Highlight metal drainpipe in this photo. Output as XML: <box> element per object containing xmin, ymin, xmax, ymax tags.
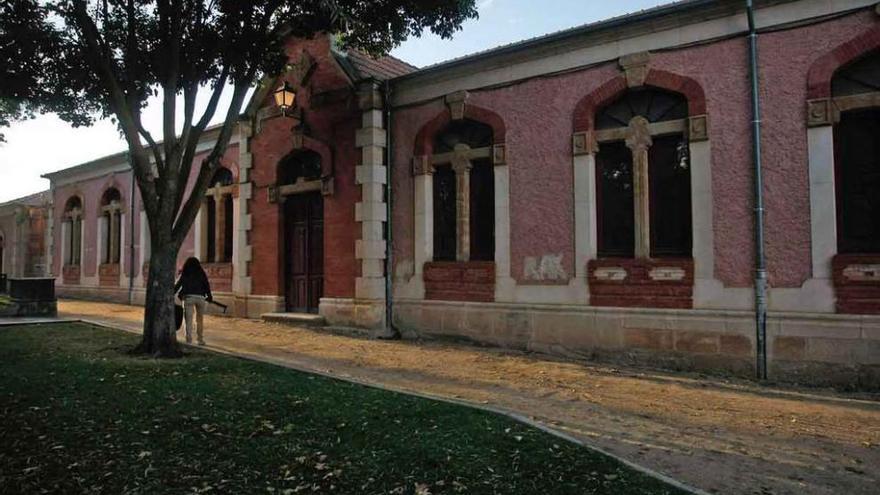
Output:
<box><xmin>746</xmin><ymin>0</ymin><xmax>767</xmax><ymax>380</ymax></box>
<box><xmin>128</xmin><ymin>158</ymin><xmax>135</xmax><ymax>306</ymax></box>
<box><xmin>382</xmin><ymin>79</ymin><xmax>400</xmax><ymax>338</ymax></box>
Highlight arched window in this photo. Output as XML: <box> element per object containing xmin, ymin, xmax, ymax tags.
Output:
<box><xmin>831</xmin><ymin>51</ymin><xmax>880</xmax><ymax>254</ymax></box>
<box><xmin>596</xmin><ymin>87</ymin><xmax>693</xmax><ymax>258</ymax></box>
<box><xmin>278</xmin><ymin>150</ymin><xmax>321</xmax><ymax>187</ymax></box>
<box><xmin>99</xmin><ymin>187</ymin><xmax>122</xmax><ymax>265</ymax></box>
<box><xmin>202</xmin><ymin>167</ymin><xmax>235</xmax><ymax>263</ymax></box>
<box><xmin>62</xmin><ymin>196</ymin><xmax>82</xmax><ymax>266</ymax></box>
<box><xmin>431</xmin><ymin>119</ymin><xmax>495</xmax><ymax>261</ymax></box>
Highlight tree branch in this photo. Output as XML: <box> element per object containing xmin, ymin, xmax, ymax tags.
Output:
<box><xmin>73</xmin><ymin>0</ymin><xmax>159</xmax><ymax>214</ymax></box>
================
* Your task
Rewrite the listing from the line containing "Highlight tree branch" through the end, changing "photo" to "image" and leaving everything else unchanged.

* Finished exercise
Highlight tree branch in this image. Output as XML: <box> element per object containing xmin, ymin, xmax, ymax tags.
Output:
<box><xmin>73</xmin><ymin>0</ymin><xmax>159</xmax><ymax>214</ymax></box>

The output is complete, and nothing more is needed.